About this exercise:
Each line of the records that includes "block" should be found and copied.

Stored data entries:
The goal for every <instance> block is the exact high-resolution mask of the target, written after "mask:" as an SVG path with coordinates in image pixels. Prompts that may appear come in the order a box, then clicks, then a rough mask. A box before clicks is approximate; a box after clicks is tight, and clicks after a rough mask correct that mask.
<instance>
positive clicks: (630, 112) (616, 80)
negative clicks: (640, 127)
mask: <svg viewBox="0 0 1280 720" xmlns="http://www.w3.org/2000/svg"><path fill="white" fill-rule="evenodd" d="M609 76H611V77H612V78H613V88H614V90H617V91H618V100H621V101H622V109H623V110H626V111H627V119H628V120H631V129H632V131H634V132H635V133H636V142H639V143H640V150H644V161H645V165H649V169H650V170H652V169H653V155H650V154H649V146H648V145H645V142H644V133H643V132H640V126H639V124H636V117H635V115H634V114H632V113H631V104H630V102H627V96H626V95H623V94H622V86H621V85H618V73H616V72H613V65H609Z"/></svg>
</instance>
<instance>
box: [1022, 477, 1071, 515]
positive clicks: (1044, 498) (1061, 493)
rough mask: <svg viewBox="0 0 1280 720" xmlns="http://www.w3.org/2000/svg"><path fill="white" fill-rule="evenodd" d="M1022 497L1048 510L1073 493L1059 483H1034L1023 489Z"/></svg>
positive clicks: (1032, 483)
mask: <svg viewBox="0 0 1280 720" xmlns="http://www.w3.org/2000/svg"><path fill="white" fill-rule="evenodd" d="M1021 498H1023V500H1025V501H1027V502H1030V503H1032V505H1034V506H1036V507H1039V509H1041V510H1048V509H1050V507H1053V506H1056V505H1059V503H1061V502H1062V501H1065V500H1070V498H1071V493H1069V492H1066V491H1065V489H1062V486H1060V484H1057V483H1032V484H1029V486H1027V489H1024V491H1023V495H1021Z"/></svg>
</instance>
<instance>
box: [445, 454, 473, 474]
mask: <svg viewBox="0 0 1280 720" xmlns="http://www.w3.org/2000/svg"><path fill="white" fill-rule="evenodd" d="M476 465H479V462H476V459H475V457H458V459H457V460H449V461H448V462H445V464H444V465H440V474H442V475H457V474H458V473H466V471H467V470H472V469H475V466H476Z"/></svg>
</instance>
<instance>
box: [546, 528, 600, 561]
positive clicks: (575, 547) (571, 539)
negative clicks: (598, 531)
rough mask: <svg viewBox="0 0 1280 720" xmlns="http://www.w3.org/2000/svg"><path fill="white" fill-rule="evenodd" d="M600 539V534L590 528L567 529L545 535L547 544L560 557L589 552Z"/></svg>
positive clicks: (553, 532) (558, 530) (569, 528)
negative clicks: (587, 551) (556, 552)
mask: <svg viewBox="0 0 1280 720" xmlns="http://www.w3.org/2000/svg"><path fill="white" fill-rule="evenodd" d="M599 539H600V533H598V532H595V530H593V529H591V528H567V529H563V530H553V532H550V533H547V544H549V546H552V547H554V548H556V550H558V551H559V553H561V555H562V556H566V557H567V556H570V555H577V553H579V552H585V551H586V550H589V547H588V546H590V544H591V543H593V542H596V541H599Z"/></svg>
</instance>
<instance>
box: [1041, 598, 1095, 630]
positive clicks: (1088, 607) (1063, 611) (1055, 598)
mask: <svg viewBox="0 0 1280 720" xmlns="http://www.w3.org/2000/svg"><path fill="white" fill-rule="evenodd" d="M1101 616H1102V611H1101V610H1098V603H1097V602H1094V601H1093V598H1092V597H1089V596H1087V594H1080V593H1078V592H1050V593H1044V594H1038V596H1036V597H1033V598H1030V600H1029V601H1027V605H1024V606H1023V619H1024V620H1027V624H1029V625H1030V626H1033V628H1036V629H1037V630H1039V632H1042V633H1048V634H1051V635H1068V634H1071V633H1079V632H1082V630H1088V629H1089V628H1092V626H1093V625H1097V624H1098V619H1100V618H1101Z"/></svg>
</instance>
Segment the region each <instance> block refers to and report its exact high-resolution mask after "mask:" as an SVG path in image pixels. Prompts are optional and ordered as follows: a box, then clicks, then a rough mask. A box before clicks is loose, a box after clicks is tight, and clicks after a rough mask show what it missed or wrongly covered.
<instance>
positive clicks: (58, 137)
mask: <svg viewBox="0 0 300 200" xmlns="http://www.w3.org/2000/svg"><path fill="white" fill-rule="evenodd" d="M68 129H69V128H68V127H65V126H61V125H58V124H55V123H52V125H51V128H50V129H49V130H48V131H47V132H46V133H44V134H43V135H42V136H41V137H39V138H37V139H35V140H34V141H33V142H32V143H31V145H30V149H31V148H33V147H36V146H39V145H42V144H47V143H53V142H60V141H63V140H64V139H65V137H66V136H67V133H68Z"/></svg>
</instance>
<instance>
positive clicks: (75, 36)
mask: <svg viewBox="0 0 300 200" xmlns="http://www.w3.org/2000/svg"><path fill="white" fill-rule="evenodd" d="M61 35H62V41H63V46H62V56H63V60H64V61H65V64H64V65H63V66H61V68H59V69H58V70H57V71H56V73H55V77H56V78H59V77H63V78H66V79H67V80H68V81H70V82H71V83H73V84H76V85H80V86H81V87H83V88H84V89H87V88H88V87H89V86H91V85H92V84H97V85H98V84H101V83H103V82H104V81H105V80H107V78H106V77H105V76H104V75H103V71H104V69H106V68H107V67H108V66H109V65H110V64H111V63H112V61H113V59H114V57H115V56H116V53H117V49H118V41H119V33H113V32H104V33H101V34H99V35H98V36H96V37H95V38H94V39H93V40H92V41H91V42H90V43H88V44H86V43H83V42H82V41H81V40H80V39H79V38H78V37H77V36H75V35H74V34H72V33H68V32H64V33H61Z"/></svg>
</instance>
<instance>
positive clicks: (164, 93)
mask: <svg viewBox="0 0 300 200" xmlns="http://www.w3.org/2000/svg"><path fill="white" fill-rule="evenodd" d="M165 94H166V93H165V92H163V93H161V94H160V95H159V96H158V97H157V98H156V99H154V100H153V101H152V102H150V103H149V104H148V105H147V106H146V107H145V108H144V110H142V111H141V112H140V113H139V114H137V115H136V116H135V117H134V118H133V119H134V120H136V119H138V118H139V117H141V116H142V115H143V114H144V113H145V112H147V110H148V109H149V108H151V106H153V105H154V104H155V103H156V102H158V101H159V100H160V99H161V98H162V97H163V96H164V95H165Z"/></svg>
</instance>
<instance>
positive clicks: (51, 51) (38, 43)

Reply to the task:
The goal for every <instance> block is the exact high-resolution mask of the target, written after "mask:" as an SVG path with coordinates in image pixels. Prompts that may appear come in the order a box, then clicks, then a rough mask. A box before clicks is approximate; a box after clicks is tight, and clicks after a rough mask correct that mask.
Segment the region each <instance> block refers to and report its exact high-resolution mask after "mask:" as an SVG path in image pixels. Prompts are optional and ordered as follows: a box, then clicks, then a rough mask. A box before clicks is loose, a box after clicks is tight, and clicks after a rough mask show what it missed or wrongly covered.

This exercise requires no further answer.